WRITTEN PROBLEM:
Render the lines of the items below as a numbered list, covering only those between the line holding "Where can you see the distant" and the line holding "point(291, 150)", inclusive. Leave out any blank lines.

Entries pointing to labeled objects:
..............................

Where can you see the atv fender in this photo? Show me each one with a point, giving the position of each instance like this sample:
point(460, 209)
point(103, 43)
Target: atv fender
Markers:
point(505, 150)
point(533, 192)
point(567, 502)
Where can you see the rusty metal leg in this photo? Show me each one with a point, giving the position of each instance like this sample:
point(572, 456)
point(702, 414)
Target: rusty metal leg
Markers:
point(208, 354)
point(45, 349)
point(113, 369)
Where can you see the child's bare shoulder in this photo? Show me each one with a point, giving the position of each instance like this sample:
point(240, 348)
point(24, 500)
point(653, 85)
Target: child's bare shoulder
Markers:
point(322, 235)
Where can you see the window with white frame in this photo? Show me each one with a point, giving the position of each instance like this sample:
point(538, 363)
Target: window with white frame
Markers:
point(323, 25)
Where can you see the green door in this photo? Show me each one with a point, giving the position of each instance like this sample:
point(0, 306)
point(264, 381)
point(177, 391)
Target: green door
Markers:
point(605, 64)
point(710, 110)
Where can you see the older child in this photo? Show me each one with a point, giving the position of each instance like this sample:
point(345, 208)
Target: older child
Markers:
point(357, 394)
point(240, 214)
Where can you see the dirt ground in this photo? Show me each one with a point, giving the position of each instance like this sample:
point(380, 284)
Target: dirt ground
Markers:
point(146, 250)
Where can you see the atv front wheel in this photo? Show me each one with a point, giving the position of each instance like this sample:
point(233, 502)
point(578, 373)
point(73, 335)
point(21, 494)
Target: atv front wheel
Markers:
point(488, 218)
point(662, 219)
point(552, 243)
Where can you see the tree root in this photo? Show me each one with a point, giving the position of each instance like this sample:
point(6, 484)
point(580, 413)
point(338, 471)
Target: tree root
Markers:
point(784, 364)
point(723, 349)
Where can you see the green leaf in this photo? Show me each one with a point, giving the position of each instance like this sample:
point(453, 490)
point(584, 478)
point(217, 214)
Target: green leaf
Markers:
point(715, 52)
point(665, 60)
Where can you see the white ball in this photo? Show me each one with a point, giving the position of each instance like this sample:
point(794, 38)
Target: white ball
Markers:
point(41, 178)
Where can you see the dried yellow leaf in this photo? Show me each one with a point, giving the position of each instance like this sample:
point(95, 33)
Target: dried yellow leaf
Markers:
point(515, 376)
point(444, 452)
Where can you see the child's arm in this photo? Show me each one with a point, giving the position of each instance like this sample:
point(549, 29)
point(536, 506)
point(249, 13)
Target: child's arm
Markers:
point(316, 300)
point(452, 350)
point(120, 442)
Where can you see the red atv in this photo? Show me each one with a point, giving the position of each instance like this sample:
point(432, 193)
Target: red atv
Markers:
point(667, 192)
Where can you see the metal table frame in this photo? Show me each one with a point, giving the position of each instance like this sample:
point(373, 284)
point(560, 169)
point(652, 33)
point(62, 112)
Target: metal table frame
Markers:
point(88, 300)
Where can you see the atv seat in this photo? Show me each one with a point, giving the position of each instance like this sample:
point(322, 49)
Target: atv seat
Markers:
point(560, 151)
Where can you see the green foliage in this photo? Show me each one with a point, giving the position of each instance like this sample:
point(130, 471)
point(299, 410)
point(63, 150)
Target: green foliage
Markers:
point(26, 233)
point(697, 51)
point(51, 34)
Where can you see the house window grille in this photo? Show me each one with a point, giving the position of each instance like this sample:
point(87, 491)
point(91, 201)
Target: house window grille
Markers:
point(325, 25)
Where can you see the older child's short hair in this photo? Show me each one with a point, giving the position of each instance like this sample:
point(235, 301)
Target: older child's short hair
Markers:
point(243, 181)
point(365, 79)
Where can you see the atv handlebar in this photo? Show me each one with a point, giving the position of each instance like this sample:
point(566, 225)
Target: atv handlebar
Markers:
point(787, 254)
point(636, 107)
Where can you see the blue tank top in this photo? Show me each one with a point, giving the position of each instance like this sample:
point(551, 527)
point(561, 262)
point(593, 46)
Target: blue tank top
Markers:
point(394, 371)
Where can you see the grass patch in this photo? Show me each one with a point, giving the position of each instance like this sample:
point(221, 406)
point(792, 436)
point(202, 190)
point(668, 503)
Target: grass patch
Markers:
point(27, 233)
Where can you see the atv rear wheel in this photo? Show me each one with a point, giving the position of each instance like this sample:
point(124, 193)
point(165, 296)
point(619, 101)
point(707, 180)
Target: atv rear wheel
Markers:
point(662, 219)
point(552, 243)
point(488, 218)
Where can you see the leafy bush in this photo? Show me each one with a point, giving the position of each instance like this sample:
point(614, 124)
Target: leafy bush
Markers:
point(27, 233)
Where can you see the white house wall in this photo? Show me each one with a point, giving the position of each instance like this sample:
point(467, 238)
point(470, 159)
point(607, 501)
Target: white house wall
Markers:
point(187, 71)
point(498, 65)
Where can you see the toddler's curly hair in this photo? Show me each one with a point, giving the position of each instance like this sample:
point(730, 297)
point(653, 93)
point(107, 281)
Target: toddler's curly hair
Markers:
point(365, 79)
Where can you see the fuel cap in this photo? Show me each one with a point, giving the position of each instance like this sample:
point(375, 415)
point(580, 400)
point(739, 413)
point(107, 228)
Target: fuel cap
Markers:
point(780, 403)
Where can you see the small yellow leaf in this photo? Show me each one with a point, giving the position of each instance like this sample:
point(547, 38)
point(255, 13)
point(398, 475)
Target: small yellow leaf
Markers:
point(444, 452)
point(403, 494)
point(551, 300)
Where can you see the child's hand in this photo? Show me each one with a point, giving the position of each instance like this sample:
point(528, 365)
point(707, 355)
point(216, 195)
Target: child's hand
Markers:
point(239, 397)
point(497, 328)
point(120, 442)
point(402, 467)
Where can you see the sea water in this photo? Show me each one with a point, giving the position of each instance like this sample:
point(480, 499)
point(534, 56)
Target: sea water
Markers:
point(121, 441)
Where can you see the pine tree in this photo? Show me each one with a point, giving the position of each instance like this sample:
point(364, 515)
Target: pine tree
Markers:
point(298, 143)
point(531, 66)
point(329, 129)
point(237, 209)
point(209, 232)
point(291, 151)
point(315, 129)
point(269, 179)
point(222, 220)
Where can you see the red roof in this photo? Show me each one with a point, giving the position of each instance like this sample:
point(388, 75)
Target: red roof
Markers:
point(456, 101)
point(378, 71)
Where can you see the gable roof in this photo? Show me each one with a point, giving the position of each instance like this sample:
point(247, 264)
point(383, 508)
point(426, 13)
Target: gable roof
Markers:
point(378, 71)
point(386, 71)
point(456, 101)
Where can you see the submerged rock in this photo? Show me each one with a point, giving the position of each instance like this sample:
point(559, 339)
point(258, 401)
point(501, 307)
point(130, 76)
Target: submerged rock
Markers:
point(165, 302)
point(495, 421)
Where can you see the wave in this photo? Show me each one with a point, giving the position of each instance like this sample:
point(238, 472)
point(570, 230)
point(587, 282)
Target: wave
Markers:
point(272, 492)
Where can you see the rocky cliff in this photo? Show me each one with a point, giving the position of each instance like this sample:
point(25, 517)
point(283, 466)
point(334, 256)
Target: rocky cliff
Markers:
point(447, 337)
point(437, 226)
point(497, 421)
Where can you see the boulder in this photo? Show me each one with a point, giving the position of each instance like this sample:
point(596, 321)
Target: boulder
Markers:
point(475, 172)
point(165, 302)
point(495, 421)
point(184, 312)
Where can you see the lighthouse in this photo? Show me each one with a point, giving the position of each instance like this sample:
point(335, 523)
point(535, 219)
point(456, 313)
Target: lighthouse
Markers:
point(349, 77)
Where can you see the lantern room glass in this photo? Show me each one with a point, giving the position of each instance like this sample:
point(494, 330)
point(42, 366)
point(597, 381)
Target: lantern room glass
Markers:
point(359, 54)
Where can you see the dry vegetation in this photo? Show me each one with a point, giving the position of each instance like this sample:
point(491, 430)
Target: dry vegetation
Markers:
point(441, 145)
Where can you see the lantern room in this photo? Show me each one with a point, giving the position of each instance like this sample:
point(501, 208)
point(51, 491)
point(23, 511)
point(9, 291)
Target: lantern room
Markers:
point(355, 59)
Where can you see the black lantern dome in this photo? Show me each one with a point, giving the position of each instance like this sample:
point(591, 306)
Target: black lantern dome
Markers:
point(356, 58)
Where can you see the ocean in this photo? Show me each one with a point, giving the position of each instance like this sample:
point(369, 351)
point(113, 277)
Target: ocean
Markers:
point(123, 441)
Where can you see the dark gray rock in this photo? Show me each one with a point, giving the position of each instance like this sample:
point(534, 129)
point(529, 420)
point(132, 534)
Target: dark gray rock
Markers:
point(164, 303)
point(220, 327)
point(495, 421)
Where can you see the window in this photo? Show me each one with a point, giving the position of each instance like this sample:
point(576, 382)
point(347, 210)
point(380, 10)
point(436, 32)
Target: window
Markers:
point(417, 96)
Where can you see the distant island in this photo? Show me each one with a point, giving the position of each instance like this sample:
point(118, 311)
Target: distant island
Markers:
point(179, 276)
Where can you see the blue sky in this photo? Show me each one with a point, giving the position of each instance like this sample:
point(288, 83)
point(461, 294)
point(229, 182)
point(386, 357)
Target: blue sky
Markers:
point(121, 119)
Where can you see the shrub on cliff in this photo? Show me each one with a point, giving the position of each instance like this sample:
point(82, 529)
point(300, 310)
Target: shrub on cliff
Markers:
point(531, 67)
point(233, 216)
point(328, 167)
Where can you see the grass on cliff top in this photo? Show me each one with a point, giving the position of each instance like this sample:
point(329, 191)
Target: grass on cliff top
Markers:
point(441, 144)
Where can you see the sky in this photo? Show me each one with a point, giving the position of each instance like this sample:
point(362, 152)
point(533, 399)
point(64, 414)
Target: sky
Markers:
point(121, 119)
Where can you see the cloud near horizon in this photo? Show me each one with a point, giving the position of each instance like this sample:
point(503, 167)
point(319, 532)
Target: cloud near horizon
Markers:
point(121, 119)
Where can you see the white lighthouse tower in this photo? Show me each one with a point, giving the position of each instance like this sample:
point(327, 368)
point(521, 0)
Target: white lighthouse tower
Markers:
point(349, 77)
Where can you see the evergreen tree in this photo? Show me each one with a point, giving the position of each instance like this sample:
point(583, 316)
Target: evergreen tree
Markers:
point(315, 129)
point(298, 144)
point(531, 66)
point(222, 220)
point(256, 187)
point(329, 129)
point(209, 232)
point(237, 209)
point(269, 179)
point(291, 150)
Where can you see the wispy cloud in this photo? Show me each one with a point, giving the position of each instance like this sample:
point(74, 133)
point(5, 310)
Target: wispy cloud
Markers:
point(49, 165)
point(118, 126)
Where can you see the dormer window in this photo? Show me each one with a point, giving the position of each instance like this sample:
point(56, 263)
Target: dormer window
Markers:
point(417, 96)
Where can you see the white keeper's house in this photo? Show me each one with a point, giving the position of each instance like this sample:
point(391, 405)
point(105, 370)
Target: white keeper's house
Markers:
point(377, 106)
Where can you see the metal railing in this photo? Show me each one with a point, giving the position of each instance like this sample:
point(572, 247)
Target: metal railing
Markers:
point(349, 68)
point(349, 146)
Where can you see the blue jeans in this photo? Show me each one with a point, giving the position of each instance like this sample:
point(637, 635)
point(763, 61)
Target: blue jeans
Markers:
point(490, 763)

..............................

SOLUTION TO THE PROBLEM:
1. Where can you see the distant island in this photo? Show me each one with a point, giving the position of each instance like this sample:
2. point(118, 311)
3. Target: distant island
4. Markers:
5. point(179, 276)
6. Where can you see the blue sky in this photo? Show me each one with a point, giving the position of each instance like this sample:
7. point(288, 83)
8. point(461, 294)
9. point(229, 182)
10. point(386, 357)
11. Target: blue sky
12. Markers:
13. point(121, 119)
14. Where can you see the shrub on cliff in this photo? Show me each one with a point, giving the position of each instance like this sample:
15. point(82, 529)
16. point(300, 310)
17. Target: shrub on cliff
18. Markers:
19. point(531, 67)
20. point(233, 216)
21. point(328, 167)
22. Where can you see the grass on cliff top in this photo? Show me each one with a point, giving the position of each instance like this sample:
23. point(329, 191)
24. Target: grass on cliff top
25. Markers:
26. point(441, 144)
27. Where can you see the sky in this photo? Show me each one with a point, giving the position of each instance like this sample:
28. point(362, 152)
29. point(533, 399)
30. point(64, 414)
31. Target: sky
32. Markers:
33. point(121, 119)
34. Where can you see the cloud near horizon in this photo? Show me each one with a point, giving the position of each instance like this sample:
35. point(503, 167)
36. point(319, 532)
37. Target: cloud near horizon
38. Markers:
39. point(121, 119)
40. Where can you see the white lighthouse tower in this photo? Show me each one with a point, giving the position of each instance like this sample:
41. point(327, 368)
42. point(521, 0)
43. Target: white lighthouse tower
44. Markers:
45. point(349, 77)
46. Where can you see the evergreen tree in this photo? Show me each one with a point, giving the position of each instance like this sample:
47. point(583, 316)
48. Target: evergreen tree
49. Markers:
50. point(315, 129)
51. point(298, 144)
52. point(531, 66)
53. point(222, 220)
54. point(256, 187)
55. point(329, 129)
56. point(209, 232)
57. point(237, 209)
58. point(269, 179)
59. point(291, 150)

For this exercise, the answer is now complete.